▶ _Task_: Reproduce word for word the lines between those holding "unit on this photo." and "pasta on this photo.", inclusive, and nothing else from the data below.
== Material shown
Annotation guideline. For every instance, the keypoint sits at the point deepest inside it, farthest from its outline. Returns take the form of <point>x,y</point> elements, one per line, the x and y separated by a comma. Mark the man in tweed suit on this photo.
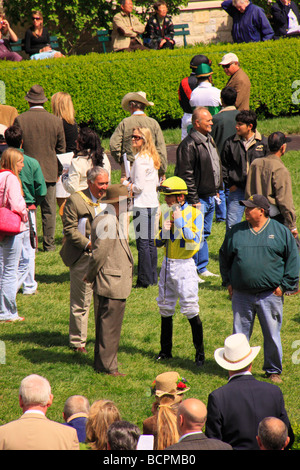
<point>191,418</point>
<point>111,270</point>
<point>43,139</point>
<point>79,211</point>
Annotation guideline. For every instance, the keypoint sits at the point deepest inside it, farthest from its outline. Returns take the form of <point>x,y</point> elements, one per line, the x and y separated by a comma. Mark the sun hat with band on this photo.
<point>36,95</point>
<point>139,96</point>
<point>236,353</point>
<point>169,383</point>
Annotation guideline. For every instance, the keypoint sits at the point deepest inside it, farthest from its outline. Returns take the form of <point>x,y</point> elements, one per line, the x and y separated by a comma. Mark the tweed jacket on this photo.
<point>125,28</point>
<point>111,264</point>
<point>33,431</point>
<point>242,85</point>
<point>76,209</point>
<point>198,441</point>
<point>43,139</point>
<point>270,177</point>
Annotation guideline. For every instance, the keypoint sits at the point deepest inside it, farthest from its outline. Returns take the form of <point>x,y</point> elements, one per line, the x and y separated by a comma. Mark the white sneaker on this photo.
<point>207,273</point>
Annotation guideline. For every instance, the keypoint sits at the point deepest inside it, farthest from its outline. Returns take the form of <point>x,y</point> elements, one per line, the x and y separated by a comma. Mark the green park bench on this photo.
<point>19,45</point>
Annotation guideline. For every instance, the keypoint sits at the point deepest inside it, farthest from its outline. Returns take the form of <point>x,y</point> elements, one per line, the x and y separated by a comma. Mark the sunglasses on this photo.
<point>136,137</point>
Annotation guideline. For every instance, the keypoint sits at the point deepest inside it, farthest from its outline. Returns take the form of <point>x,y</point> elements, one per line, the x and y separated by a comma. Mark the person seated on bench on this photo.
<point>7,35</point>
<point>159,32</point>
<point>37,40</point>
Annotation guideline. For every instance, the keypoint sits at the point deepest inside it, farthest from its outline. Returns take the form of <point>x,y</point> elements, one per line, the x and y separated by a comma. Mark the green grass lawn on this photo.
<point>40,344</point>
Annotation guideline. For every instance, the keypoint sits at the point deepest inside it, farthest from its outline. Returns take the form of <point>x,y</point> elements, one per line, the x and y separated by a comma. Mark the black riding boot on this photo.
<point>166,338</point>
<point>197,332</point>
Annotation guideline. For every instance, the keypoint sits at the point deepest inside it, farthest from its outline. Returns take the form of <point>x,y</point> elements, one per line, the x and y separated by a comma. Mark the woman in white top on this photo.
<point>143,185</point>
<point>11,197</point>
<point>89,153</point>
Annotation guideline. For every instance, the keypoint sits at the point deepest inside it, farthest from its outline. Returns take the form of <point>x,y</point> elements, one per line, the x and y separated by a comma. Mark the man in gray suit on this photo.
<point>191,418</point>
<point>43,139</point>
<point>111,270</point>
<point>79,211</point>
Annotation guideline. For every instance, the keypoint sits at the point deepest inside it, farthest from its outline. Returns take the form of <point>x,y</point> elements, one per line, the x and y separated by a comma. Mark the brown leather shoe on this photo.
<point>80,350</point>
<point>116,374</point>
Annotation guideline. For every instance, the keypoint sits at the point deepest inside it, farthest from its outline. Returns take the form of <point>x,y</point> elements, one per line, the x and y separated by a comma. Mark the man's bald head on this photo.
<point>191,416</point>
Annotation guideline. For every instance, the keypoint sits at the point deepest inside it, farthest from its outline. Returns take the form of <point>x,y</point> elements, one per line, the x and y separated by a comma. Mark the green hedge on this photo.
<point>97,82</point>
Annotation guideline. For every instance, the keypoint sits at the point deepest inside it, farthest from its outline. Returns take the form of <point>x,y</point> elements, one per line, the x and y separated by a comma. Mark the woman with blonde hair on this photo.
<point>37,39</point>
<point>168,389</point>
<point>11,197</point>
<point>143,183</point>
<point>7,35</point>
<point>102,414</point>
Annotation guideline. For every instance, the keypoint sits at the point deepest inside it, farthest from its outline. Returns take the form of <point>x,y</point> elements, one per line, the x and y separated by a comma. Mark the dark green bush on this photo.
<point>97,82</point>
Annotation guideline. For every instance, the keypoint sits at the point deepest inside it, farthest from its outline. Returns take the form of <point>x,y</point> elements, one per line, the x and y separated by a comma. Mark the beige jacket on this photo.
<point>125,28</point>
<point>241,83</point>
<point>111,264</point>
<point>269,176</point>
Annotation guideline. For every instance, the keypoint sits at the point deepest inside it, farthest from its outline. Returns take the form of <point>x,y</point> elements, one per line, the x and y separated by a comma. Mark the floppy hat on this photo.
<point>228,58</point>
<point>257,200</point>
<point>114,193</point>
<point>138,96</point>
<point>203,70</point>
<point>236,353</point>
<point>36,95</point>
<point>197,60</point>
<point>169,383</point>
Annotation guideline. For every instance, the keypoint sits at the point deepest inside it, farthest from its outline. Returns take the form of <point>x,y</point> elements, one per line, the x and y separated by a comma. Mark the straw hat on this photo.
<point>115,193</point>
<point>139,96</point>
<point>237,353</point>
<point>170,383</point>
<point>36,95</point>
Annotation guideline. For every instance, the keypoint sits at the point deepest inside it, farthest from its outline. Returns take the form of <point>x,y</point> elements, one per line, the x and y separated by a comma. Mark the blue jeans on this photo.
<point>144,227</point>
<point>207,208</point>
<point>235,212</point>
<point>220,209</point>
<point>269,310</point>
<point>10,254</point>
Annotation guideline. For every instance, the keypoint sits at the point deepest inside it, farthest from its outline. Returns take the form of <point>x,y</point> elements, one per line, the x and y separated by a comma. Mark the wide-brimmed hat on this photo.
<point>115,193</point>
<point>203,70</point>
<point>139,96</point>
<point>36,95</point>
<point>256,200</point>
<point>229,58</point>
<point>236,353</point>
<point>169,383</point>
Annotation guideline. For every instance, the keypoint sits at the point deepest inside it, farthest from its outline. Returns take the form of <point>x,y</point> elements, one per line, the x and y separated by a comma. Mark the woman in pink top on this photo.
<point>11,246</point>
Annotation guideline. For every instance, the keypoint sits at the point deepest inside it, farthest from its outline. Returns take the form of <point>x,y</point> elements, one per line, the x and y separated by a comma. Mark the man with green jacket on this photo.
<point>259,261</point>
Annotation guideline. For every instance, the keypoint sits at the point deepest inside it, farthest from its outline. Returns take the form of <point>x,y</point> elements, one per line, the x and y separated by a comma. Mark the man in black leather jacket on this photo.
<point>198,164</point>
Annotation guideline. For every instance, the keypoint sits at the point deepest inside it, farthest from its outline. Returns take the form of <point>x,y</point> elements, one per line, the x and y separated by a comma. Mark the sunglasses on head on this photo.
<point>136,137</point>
====
== Material shown
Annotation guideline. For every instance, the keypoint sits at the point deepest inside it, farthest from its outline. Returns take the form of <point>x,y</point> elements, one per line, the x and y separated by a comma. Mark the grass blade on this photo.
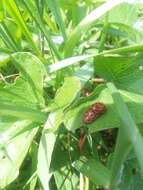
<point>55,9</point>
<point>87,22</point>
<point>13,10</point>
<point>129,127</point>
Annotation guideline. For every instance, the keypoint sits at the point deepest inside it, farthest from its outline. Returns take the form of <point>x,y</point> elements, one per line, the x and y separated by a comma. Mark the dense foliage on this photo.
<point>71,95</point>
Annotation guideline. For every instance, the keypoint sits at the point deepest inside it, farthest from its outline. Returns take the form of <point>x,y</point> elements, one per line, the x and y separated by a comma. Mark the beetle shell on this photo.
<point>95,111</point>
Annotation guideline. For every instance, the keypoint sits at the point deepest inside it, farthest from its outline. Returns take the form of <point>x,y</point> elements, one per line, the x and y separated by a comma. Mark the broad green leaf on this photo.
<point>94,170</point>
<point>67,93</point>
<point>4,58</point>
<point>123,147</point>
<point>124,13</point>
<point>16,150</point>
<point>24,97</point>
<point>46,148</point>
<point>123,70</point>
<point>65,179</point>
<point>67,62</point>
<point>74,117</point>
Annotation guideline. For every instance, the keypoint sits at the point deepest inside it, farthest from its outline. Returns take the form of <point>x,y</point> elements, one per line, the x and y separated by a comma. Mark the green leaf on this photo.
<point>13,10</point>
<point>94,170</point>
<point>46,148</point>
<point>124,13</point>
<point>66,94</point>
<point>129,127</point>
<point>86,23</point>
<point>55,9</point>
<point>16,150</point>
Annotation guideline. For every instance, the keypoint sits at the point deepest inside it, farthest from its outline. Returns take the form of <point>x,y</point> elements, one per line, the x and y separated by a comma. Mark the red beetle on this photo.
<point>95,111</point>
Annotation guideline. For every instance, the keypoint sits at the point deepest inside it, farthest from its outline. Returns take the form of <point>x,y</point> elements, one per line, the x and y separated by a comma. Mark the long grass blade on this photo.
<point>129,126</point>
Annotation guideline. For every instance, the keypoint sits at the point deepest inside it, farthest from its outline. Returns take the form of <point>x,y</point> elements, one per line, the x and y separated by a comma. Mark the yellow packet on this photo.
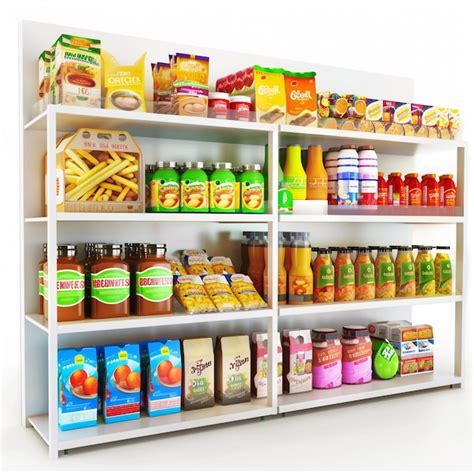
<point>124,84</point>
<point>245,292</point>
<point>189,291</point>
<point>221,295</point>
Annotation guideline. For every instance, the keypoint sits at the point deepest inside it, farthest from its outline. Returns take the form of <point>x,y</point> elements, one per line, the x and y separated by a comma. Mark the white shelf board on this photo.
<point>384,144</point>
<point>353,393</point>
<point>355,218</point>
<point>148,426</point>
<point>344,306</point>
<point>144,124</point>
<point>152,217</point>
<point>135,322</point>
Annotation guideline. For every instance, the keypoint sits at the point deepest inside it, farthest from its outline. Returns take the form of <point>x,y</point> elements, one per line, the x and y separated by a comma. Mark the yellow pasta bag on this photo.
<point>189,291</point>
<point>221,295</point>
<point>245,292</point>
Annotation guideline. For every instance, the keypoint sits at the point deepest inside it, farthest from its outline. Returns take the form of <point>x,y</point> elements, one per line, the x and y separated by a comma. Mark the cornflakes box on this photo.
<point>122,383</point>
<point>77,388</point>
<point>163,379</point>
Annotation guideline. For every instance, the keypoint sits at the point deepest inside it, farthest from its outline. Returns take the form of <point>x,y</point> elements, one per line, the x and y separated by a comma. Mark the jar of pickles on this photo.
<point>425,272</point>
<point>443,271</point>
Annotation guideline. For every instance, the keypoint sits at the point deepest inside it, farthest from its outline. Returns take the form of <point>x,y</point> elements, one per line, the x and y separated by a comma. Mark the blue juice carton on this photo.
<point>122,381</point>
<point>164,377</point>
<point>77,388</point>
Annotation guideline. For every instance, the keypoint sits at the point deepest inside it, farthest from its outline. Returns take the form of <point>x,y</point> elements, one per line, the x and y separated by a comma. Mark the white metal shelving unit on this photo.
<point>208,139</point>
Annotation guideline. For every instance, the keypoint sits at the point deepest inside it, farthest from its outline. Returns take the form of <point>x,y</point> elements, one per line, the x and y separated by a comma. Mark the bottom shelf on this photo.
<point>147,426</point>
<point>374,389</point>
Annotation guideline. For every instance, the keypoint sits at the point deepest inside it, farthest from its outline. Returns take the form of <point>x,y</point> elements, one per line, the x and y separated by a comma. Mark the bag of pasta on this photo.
====
== Material shown
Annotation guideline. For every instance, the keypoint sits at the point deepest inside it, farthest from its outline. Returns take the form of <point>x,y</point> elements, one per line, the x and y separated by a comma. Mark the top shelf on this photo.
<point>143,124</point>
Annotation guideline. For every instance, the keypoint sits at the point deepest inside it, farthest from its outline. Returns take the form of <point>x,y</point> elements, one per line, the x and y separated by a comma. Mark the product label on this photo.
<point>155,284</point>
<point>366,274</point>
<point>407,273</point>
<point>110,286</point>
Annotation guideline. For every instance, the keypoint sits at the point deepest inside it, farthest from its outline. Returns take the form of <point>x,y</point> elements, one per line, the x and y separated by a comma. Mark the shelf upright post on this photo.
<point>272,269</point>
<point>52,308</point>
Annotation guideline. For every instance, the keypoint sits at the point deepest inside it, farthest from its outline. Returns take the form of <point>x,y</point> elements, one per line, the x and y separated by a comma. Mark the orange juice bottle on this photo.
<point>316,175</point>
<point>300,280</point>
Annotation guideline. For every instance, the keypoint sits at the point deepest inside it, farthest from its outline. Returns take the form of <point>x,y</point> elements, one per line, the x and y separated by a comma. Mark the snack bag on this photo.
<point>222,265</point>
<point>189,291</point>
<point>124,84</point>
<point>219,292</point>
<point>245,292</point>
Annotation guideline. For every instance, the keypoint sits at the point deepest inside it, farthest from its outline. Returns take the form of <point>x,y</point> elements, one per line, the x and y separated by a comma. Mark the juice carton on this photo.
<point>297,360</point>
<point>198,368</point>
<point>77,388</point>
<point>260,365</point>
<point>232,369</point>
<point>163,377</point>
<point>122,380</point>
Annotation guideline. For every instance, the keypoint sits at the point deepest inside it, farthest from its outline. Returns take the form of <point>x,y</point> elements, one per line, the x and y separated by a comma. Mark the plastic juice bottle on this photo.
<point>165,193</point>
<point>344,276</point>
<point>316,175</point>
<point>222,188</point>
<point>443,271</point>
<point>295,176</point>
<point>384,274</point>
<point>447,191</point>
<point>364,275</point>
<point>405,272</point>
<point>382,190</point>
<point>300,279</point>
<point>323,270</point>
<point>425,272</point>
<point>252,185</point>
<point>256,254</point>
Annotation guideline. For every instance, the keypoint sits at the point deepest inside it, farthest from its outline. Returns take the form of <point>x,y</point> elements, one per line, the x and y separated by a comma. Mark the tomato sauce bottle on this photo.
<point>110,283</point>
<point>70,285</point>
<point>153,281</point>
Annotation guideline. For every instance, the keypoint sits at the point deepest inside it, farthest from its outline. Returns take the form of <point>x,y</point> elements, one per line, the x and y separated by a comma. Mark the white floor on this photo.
====
▶ _Expected output_:
Annotation guideline. For every instance, the keypoint sits at the point deepest inside it, farthest from its outline. Returns take the form of <point>x,y</point> elements, one per line, the x and y separated by a comma. Mark the white metal shelving unit on this photo.
<point>208,139</point>
Annotation guideline. For every instance, the keypoint sits at the point deepest inside it, farthest from its outline. Returns take the form of <point>x,y</point> elements, one per line, the x and y separated by a comma. Mark the bottom shelf on this photo.
<point>147,426</point>
<point>374,389</point>
Annotation guideline. For every instance, the keypoint sits at the point deepest inside it, farthest from its outline. Returns take the form of <point>x,y</point> elements, one per line, the x and y separated by a comma. Mark the bag of pasta on this photo.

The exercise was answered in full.